• **TASK REQUIREMENTS**
Report every line of the material below that contains the word "bare", copying each such line in full. Case counts when matching.

• **GIVEN DATA**
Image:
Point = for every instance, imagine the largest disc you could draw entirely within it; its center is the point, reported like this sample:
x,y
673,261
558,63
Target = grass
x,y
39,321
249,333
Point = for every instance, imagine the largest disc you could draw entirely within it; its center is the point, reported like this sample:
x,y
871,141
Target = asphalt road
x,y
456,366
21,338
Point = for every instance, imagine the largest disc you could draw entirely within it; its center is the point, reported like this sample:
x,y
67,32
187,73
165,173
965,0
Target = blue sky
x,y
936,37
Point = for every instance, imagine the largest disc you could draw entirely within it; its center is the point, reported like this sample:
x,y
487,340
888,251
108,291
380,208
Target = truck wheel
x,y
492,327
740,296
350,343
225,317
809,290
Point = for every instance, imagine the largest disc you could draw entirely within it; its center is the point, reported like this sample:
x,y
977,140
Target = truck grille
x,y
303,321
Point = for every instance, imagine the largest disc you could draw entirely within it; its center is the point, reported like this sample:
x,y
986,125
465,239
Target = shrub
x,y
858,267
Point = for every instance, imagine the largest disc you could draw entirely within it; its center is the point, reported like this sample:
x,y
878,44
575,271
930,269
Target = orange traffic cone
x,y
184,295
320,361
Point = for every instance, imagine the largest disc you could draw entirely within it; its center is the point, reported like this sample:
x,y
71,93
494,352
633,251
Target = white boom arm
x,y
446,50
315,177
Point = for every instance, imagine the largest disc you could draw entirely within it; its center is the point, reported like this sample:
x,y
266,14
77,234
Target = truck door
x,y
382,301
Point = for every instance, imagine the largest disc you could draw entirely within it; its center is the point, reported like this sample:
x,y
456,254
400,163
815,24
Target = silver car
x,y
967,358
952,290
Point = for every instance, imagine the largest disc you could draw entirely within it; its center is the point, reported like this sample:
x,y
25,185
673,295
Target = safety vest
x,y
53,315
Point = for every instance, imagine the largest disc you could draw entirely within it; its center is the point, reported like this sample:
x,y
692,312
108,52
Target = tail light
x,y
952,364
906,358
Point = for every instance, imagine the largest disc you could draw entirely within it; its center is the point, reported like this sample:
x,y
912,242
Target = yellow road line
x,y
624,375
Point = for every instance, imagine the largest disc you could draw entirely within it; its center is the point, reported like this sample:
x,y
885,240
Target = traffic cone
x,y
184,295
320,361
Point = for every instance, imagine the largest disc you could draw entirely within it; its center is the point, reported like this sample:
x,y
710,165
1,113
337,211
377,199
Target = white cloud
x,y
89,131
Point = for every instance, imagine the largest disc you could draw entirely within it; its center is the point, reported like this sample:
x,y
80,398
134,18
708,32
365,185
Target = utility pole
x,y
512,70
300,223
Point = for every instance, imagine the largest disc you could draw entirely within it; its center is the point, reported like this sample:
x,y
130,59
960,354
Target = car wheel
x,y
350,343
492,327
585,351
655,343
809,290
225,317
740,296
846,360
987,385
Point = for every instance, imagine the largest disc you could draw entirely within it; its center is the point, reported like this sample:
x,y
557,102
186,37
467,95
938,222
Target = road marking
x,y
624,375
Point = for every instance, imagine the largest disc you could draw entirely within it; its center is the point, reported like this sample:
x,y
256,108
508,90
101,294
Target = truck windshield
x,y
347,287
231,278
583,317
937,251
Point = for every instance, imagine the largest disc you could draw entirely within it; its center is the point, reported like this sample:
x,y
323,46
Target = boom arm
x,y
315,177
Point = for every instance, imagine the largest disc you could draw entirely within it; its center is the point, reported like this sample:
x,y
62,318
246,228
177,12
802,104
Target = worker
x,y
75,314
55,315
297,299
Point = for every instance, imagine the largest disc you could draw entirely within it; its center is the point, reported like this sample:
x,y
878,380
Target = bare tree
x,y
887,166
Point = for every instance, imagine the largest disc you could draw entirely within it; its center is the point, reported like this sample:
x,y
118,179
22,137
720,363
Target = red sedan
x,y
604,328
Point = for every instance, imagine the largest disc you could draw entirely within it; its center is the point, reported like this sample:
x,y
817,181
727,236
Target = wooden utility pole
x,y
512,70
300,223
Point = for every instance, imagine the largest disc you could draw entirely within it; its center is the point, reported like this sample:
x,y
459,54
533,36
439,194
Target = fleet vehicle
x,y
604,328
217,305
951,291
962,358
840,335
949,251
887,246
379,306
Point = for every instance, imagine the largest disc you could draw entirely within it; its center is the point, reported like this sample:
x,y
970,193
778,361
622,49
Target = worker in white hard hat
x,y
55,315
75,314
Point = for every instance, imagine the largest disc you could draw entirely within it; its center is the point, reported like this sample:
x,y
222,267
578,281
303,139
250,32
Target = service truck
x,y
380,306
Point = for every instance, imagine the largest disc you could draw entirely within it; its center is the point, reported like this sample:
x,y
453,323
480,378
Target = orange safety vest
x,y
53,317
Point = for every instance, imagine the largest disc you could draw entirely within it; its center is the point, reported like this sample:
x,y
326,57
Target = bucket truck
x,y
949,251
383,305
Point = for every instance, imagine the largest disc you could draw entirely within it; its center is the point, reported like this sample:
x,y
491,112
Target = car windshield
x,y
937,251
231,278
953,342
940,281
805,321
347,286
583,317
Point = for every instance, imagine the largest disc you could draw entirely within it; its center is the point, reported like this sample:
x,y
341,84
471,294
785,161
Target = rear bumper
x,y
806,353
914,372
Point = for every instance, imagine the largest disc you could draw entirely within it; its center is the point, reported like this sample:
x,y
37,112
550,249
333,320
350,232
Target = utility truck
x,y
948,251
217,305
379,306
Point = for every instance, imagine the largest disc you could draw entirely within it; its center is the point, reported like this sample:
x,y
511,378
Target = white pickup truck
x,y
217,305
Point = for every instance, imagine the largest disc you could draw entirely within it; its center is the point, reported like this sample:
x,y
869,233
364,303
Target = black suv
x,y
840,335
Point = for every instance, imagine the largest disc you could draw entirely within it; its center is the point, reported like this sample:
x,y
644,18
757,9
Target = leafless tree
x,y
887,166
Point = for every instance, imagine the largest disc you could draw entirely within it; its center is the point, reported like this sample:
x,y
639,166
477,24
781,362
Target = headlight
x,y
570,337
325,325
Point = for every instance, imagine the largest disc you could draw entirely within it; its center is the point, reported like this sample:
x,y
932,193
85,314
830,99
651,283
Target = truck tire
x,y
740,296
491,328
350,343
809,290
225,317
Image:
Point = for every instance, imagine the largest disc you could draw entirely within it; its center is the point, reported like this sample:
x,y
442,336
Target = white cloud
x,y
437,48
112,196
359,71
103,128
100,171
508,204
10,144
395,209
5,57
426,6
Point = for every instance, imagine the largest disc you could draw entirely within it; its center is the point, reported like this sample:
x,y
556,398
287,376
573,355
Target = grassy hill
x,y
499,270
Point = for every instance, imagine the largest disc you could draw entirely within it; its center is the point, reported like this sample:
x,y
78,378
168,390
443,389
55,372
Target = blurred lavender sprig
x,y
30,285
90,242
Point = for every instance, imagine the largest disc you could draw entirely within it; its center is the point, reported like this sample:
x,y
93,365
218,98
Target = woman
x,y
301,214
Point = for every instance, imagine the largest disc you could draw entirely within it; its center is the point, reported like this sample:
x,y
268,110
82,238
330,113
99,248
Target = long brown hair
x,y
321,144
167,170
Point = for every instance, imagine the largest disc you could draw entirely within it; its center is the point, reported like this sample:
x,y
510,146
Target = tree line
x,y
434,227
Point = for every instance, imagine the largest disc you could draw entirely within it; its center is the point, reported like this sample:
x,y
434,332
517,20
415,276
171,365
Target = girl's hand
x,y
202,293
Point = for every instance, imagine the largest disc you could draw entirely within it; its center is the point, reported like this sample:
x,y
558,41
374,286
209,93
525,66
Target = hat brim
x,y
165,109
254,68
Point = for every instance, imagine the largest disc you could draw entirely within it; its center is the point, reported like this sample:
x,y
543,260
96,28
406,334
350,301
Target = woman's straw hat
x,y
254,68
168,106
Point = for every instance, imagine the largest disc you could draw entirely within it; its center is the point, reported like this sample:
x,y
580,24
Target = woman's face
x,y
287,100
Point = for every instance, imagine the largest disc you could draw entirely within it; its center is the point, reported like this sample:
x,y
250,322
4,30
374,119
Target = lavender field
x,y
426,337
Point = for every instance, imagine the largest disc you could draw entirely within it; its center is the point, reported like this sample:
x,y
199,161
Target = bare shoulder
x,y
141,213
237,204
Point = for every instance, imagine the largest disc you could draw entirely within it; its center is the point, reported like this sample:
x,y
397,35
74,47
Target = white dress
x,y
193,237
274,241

* * *

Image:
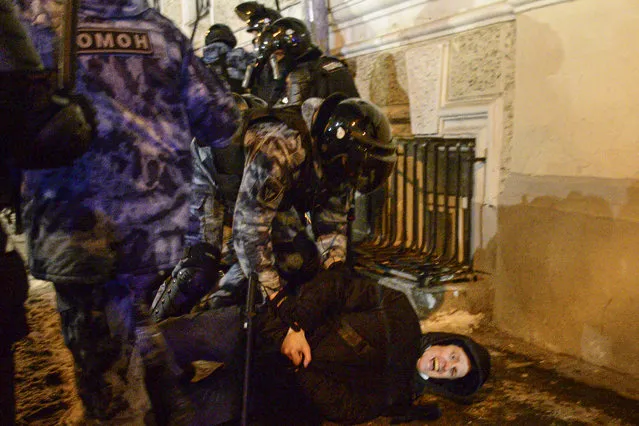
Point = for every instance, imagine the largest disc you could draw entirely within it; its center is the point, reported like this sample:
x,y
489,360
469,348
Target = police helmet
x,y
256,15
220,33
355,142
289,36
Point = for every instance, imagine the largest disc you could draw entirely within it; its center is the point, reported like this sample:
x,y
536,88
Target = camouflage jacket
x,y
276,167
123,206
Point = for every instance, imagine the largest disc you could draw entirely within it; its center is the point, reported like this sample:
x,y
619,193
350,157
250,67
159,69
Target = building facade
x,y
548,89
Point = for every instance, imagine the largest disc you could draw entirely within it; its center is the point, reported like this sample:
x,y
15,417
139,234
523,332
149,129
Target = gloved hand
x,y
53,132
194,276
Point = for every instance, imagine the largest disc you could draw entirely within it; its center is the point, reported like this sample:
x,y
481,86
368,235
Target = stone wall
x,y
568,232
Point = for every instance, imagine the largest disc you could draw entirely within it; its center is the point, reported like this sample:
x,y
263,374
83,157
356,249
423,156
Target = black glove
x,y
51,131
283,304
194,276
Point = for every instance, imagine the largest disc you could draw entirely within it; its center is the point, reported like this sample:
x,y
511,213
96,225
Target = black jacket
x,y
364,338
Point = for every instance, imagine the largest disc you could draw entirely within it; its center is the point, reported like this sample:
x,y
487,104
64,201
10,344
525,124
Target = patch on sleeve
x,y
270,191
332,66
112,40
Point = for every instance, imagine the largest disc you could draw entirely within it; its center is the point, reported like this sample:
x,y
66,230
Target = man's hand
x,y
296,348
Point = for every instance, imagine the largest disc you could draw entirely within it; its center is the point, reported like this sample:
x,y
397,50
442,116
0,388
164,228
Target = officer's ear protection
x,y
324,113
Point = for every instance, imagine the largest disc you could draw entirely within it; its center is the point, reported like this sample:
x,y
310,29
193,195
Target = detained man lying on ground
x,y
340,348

• **SOLUTION FOR THIS EXERCISE**
Target = bare tree
Target = bare shoulder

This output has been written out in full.